---------- Document passage
# k04-01 turbo inlet pipe



## Mk42003 (Jan 6, 2008)

which aftermarket inlet pipe will fit on a k04-001?


----------



## VWBugman00 (Mar 17, 2009)

*Re: k04-01 turbo inlet pipe (Mk42003)*

APR and SAMCO both (maybe Forge). I would suggest going with the Audi 225 TTQ one though. 3" inlet diameter for the 3" housing. They run from $155 to $200 depending on where you shop.


----------



## VWGolfA4 (Apr 5, 2000)

*Re: k04-01 turbo inlet pipe (VWBugman00)*

Interesting, that never crossed my mind...


----------



## NOLA_VDubber (May 24, 2007)

*Re: k04-01 turbo inlet pipe (VWGolfA4)*

Any aftermarket TIP for a ko3s will fit a ko4-001








Edit: are the compressor inlets on both a k04-001 and -02X the sime?


_Modified by NOLA_VDubber at 11:15 AM 3-25-2009_


----------



## VWBugman00 (Mar 17, 2009)

*Re: k04-01 turbo inlet pipe (NOLA_VDubber)*

The compressor inlet size is the same I think, but the part that the MAF housing goes into needs to pass more air, thats why the 3" is suggested. Thats why I suggested that he go with the TTQ's TIP and MAF housing (or the pwrhaus.com one).


----------



## vwrogers (Sep 26, 2004)

*Re: k04-01 turbo inlet pipe (VWBugman00)*

pretty much any t.i.p. will fit. the k04 and k03 are the same, not the k03s
EDIT: the compressors are the same, but the 3 inch inlet for the maf wouldnt serve a purpose unless the software called for that size maf. and i think the routing of some piping is different then the jetta


_Modified by vwrogers at 1:17 AM 3-29-2009_


----------



## AF778 (Jan 20, 2009)
--------------------
---------- Information provided
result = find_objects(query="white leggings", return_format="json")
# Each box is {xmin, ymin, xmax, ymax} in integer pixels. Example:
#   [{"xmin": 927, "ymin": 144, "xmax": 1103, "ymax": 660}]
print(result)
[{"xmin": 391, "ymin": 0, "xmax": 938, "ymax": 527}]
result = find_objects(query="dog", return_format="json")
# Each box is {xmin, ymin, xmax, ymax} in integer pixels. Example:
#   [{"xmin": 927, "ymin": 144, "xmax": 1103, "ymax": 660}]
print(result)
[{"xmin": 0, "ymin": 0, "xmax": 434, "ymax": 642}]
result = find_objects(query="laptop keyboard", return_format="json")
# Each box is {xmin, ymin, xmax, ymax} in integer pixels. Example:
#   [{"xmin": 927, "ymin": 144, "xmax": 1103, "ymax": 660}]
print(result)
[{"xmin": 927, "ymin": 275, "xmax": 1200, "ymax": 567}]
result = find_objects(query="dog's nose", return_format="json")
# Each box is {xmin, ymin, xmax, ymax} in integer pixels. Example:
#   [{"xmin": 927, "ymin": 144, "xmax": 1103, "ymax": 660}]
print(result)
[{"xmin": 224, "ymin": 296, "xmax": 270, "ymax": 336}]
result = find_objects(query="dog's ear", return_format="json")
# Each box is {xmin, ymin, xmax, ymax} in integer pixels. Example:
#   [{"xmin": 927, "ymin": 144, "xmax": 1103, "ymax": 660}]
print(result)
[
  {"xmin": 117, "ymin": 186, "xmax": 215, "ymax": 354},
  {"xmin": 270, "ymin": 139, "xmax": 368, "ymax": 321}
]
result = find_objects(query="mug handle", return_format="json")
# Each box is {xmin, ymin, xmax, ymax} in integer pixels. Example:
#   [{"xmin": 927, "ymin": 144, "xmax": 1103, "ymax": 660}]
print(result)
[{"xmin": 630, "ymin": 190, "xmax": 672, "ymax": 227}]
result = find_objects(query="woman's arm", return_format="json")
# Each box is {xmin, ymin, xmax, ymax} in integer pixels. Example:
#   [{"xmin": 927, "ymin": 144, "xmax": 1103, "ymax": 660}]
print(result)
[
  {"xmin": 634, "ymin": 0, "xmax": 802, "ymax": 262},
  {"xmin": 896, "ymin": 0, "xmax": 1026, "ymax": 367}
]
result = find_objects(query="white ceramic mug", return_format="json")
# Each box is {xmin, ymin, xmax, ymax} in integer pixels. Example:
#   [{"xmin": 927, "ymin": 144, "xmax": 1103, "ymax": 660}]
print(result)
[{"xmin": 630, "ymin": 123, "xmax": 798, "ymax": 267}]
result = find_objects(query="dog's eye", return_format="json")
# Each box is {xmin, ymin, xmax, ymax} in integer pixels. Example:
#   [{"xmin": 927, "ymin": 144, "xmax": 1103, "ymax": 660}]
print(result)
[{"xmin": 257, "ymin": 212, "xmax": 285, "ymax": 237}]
--------------------
# Task brief:
Could you carry on the forum thread about the k04-01 turbo inlet pipe, above the material, from the point where it stops?

# The result:
*Re: k04-01 turbo inlet pipe (vwrogers)*

Will a TTQ inlet hose (APR, Samco, or Forge) fit on my golf 1.8T if I am planning to use a 3 inch maf housing and a K04?


----------



## CTS Turbo (Oct 2, 2008)

*Re: k04-01 turbo inlet pipe (Mk42003)*


_Quote, originally posted by *Mk42003* »_which aftermarket inlet pipe will fit on a k04-001?

Any silicon TIP should work http://****************.com/smile/emthup.gif The K04-001s have *smaller* inlets than the later K03S, so a silicon TIP is a good idea. http://****************.com/smile/emthup.gif


----------



## Mk42003 (Jan 6, 2008)

*Re: k04-01 turbo inlet pipe (Clay @ CTS Turbo)*


_Quote, originally posted by *Clay @ CTS Turbo* »_
Any silicon TIP should work http://****************.com/smile/emthup.gif The K04-001s have *smaller* inlets than the later K03S, so a silicon TIP is a good idea. http://****************.com/smile/emthup.gif 

Thank you http://****************.com/smile/emthup.gif


----------



## Blackfin (Mar 10, 2006)

_Quote, originally posted by *vwrogers* »_ the k04 and k03 are the same, not the k03s

and

_Quote, originally posted by *Clay* »_ The K04-001s have smaller inlets than the later K03S

At the risk of beating a dead horse, these are both _basically_ true.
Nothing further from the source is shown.